Description of the task
Reproduce the listing from the line with "Indicate a point on each instance of the blue steel" up to and including the line with "[(22, 101), (72, 102)]", putting "pairs" wherever "tuples" appears and keeping everything else the same.

Entries from a pointing dataset
[Start]
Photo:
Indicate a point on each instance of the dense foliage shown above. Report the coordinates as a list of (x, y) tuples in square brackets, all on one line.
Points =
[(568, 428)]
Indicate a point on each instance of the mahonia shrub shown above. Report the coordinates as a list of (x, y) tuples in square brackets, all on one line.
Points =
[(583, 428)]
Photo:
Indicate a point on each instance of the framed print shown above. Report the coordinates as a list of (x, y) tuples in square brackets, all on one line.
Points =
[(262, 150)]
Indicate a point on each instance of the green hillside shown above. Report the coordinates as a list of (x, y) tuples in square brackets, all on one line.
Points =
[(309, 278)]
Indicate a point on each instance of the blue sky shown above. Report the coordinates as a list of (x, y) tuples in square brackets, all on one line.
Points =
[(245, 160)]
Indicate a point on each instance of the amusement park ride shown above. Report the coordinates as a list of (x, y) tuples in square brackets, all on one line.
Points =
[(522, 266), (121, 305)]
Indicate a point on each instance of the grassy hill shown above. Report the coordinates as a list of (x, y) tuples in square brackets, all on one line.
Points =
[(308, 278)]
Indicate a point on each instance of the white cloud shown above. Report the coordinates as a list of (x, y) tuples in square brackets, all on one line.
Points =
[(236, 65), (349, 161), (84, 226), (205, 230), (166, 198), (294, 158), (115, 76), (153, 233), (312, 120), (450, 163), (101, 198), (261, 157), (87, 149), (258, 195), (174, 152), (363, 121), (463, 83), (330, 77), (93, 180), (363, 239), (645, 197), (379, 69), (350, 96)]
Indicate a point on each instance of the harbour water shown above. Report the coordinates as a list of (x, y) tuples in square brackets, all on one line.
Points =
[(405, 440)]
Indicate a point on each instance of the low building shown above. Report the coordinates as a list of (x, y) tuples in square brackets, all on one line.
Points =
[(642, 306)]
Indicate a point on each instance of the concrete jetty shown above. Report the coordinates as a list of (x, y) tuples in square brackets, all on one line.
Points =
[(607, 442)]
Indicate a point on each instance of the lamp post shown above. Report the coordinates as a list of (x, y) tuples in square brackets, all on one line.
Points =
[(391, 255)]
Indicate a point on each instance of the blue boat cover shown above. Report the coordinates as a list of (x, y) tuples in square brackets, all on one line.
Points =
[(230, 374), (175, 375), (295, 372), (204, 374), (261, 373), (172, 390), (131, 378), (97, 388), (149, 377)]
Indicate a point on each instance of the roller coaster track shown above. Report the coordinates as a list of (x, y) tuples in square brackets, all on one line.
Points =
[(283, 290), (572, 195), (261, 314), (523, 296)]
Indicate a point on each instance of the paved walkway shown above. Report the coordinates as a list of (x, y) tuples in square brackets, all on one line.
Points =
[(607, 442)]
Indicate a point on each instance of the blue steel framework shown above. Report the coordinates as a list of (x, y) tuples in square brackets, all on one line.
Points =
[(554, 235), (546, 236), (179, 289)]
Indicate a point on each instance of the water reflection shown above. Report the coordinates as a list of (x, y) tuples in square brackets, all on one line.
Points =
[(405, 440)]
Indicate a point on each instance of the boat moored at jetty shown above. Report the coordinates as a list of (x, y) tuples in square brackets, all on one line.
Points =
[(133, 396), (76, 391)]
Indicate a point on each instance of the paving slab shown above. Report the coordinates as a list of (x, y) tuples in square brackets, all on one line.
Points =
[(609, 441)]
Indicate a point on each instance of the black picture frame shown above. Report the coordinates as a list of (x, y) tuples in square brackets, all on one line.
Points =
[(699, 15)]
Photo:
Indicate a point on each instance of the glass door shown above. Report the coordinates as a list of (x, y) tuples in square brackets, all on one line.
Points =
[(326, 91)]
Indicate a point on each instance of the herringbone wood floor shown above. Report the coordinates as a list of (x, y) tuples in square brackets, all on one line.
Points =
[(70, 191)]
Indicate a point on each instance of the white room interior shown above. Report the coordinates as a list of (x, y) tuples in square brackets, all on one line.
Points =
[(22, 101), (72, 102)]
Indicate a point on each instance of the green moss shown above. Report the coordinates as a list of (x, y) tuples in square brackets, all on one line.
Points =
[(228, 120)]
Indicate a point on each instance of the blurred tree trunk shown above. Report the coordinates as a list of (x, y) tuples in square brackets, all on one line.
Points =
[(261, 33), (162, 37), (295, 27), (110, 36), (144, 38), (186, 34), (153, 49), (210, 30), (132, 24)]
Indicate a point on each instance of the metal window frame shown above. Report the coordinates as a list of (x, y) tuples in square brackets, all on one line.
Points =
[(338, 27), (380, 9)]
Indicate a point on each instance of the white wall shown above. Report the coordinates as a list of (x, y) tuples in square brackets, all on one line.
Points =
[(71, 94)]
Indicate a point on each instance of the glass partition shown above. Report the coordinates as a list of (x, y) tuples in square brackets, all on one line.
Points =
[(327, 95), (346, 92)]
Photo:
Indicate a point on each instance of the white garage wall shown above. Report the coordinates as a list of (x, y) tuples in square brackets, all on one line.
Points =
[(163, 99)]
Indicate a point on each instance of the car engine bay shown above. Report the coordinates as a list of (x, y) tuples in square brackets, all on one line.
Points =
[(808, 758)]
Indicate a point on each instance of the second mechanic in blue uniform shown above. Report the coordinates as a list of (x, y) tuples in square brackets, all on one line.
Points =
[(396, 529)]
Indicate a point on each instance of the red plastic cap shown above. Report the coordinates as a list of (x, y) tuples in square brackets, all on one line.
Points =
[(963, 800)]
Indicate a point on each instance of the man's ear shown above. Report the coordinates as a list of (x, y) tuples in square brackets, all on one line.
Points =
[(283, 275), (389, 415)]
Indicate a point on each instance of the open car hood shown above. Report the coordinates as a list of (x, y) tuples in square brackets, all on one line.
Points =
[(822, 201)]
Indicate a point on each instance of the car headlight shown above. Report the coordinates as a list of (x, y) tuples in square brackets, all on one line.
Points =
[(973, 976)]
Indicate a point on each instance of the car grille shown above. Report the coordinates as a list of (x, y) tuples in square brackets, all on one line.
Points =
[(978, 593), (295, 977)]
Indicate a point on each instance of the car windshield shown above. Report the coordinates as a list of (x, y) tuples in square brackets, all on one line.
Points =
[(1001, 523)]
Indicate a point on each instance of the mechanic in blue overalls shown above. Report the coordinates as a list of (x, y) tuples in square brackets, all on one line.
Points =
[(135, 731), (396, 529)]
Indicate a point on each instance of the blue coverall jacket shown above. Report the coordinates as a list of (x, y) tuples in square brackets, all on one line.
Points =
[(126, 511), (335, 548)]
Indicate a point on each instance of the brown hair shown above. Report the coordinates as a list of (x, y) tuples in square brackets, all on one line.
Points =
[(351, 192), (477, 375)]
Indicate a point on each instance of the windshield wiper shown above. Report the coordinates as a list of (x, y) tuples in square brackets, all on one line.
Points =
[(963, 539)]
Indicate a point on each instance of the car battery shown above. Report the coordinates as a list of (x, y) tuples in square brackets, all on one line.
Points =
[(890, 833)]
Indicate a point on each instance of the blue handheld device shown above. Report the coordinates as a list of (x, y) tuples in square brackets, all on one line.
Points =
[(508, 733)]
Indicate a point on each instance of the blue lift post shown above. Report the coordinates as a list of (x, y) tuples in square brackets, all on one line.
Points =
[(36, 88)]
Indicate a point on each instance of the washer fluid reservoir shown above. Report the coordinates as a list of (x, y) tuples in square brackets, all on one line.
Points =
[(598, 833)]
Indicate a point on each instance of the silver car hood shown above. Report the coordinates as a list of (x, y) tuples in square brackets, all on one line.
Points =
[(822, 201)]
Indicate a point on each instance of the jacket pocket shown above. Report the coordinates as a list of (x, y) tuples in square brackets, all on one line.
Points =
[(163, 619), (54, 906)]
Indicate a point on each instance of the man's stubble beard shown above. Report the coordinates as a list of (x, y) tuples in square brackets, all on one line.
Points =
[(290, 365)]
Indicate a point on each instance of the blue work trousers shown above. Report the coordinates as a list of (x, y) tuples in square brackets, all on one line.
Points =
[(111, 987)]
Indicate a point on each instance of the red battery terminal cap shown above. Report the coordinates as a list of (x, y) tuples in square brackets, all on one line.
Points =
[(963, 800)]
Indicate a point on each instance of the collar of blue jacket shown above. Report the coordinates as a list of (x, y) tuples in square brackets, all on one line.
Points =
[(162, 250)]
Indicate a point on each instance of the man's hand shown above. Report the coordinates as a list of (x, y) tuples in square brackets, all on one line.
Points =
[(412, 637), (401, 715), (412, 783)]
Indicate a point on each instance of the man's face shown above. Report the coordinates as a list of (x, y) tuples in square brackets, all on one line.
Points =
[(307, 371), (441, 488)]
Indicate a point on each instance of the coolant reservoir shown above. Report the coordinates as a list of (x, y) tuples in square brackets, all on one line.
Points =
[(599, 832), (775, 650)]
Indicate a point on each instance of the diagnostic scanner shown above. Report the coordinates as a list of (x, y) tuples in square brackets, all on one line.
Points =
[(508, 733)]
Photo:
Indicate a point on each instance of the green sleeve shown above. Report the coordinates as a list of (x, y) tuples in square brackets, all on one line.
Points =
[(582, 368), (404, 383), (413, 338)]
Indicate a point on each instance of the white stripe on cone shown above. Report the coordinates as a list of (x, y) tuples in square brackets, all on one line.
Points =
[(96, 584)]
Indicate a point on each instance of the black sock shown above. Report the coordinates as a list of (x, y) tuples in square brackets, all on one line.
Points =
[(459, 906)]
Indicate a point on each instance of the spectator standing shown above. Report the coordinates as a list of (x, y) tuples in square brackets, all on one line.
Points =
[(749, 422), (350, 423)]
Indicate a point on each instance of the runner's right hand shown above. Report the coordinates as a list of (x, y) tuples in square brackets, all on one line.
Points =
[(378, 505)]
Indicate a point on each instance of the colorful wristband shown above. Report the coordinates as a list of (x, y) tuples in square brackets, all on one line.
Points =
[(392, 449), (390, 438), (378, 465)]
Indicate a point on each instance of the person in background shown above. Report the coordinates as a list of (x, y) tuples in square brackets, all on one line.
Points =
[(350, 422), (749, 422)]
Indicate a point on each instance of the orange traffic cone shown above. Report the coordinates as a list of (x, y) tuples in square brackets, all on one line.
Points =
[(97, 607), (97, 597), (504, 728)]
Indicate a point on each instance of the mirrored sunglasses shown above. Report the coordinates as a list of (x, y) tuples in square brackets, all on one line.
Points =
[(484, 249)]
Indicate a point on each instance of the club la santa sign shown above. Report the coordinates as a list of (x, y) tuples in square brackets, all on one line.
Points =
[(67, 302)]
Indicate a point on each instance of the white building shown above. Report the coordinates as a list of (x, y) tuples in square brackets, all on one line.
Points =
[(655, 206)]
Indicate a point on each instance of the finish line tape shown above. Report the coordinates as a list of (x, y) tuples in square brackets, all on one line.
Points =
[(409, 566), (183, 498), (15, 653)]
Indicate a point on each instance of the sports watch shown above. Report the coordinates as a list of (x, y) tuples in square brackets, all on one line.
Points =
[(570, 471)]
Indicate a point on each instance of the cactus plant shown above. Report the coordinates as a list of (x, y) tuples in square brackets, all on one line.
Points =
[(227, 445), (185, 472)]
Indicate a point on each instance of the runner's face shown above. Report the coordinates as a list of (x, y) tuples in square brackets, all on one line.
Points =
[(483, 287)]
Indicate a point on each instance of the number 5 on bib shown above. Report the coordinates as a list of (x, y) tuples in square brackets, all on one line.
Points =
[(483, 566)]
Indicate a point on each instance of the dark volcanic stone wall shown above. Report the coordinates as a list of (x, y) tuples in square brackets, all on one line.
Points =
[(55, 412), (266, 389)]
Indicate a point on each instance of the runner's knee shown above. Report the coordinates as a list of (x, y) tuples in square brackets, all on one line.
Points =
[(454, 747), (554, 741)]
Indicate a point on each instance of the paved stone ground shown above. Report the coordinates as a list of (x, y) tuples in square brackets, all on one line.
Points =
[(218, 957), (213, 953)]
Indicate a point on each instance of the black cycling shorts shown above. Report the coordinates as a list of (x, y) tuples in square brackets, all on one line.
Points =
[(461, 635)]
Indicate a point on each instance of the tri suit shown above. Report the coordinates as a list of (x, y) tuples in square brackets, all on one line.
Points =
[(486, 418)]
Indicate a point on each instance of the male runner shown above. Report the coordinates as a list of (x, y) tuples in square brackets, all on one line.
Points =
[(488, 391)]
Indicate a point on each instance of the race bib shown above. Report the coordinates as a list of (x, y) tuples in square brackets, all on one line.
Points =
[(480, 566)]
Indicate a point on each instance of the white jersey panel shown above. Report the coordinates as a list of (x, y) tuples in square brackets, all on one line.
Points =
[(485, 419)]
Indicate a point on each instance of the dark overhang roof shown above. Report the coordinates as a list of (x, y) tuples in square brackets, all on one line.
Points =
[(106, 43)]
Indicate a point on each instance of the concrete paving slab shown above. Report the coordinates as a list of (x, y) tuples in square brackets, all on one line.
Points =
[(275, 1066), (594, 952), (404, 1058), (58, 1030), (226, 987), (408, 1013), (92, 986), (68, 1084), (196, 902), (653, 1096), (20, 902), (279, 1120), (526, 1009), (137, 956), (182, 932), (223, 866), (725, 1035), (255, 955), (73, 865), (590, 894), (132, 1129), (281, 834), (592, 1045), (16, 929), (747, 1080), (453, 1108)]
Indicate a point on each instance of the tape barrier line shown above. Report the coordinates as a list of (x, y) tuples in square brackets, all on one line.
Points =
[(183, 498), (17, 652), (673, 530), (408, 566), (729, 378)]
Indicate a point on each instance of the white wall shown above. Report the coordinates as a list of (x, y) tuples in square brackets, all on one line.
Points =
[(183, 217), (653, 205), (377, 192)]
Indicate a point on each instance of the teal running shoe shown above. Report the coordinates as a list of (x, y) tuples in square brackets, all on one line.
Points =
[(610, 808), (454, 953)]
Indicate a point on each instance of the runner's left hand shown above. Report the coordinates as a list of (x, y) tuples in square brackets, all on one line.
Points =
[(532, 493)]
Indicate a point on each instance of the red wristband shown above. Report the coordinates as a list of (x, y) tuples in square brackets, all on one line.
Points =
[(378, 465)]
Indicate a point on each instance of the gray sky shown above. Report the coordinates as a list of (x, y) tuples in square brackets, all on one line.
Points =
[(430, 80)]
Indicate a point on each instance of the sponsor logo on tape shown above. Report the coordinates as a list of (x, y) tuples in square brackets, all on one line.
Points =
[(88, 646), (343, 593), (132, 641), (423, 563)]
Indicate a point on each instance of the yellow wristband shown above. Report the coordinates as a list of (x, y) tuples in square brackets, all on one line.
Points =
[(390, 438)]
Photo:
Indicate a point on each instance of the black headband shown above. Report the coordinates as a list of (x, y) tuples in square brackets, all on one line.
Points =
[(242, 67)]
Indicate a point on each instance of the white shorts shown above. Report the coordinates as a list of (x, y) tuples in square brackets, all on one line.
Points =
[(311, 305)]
[End]
Written answer
Indicate a point on each instance of the blue steel framework shown above. Report the coordinates as a list of (x, y) pairs in square brackets, all on one line.
Points =
[(554, 235), (546, 236), (179, 289)]
Indicate a point on each instance of the water reflection shown above. Report the coordinates as a list of (x, y) pairs in square brackets, all on one line.
Points =
[(405, 440)]
Indicate a point on each instance of the boat moored at jetty shown above. Report the coordinates as a list of (x, y) pairs in square brackets, all on one line.
Points =
[(133, 396), (76, 391)]
Indicate a point on each instance of the paving slab shown above. Report the coordinates as a list of (x, y) pairs in square brackets, all on one line.
Points =
[(609, 441)]
Indicate a point on each instance of the black picture frame shown above. Report the coordinates as a list of (x, y) pairs in square brackets, all on one line.
Points =
[(699, 15)]
Photo:
Indicate a point on each instance of the glass door shown above. Report the coordinates as a list of (x, y) pairs in square brackets, all on one line.
Points =
[(326, 91)]
Indicate a point on each instance of the herringbone wood floor shown above. Report the coordinates as a list of (x, y) pairs in square brackets, all on one line.
Points =
[(70, 191)]
Indicate a point on each instance of the white room interior shown above. Report the coordinates as a list of (x, y) pairs in square brackets, all on one line.
Points =
[(22, 101), (72, 102)]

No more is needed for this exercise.